## GOAL:
In the forum thread about CNC vendors, reproduce the passage from "## InstantSiv" up to and including "ondesigning and getting the machines built.", putting "workers" wherever "employees" appears.

## EXTRACT PROVIDED:
# Things must be going well in the commercial CNC world



## bonesbr549

I've posted request for information on systems at least 4 diff vendors of systems and not a single response. I may have to build my own not by choice, but if i ever want to actually have one.


----------



## copcarcollector

I did the same on the Camaster site and never got a reply.

I signed up for their emailing list and replied to one of those messages, the guy said he never saw my request, but immediately sent me the pricing. If you are looking at Camaster, send him a direct email at [email protected]


----------



## InstantSiv

CNC routers are a new thing. Companies are small so they're not going to have a customer service department dedicated to helping the public. Most are probably 1-5 employees for the smaller companies and less than 20 for the bigger ones. It's not that they're having a great time they're busy as crap and are focused ondesigning and getting the machines built.

Try a phone. Better chance of getting heard.


----------



## ForestGrl

Most of


> CNC routers are a new thing. Companies are small so they re not going to have a customer service department dedicated to helping the public. Most are probably 1-5 employees for the smaller companies and less than 20 for the bigger ones. It s not that they re having a great time they re busy as crap and are focused on designing and getting the machines built.
> 
> Try a phone. Better chance of getting heard.
> 
> - InstantSiv


Amen, +1, whatever, you hit the nail on the head. They probably get dozens of emails every day. IMHO, we have to forgive them for not replying, and make the phone call if we're serious. Much as I like to use the 'net when ordering mundane things (Amazon, Lee Valley,PSI, etc.), a P2P conversation feels good sometimes, especially when it involves a big machine from a company I'll want a relationship with (=warranty support). ;-)

[Stored items]
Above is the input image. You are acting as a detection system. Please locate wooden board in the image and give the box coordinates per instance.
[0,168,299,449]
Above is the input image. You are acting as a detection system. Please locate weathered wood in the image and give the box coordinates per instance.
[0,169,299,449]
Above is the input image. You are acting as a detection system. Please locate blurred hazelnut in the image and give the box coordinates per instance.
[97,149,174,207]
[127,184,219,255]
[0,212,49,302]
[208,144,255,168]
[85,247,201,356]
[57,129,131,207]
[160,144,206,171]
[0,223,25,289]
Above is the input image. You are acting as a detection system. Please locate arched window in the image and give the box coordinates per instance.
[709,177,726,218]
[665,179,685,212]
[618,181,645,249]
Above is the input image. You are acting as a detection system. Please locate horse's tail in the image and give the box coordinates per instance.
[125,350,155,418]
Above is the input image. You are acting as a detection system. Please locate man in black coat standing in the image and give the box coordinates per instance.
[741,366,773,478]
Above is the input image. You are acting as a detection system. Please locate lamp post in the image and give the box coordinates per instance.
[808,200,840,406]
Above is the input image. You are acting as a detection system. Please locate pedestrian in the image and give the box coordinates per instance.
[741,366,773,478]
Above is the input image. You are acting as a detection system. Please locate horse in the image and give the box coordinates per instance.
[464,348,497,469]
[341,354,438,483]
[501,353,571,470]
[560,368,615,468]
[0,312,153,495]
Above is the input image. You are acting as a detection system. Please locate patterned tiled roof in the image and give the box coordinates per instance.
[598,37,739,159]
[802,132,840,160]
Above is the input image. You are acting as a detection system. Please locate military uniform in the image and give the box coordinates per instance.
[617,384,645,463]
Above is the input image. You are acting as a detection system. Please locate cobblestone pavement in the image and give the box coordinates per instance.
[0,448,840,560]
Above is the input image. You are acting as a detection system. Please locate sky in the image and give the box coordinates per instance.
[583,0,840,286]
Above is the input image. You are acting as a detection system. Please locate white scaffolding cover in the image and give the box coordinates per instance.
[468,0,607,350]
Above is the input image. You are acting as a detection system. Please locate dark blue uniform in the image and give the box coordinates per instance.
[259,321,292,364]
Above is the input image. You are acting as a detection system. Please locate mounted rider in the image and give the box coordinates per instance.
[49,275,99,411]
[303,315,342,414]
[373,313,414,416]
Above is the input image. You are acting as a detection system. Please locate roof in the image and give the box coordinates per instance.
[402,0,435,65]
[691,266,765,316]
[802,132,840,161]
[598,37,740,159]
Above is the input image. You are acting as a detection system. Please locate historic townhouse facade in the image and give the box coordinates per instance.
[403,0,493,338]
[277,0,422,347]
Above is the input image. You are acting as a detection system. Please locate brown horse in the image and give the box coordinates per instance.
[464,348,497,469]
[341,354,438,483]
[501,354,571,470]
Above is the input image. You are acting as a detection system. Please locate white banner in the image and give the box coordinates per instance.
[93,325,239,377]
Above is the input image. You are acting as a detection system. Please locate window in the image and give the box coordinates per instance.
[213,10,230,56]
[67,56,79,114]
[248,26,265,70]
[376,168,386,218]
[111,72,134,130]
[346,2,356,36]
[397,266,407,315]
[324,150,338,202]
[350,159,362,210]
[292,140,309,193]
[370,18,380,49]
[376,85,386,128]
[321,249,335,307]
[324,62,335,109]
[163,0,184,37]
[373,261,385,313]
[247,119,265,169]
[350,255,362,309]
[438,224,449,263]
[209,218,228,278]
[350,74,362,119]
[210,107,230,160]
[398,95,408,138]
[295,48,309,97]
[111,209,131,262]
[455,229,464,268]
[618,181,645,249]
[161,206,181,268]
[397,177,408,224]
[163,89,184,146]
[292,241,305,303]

## ANSWER TO THIS TASK:
## InstantSiv

CNC routers are a new thing. Companies are small so they're not going to have a customer service department dedicated to helping the public. Most are probably 1-5 workers for the smaller companies and less than 20 for the bigger ones. It's not that they're having a great time they're busy as crap and are focused ondesigning and getting the machines built.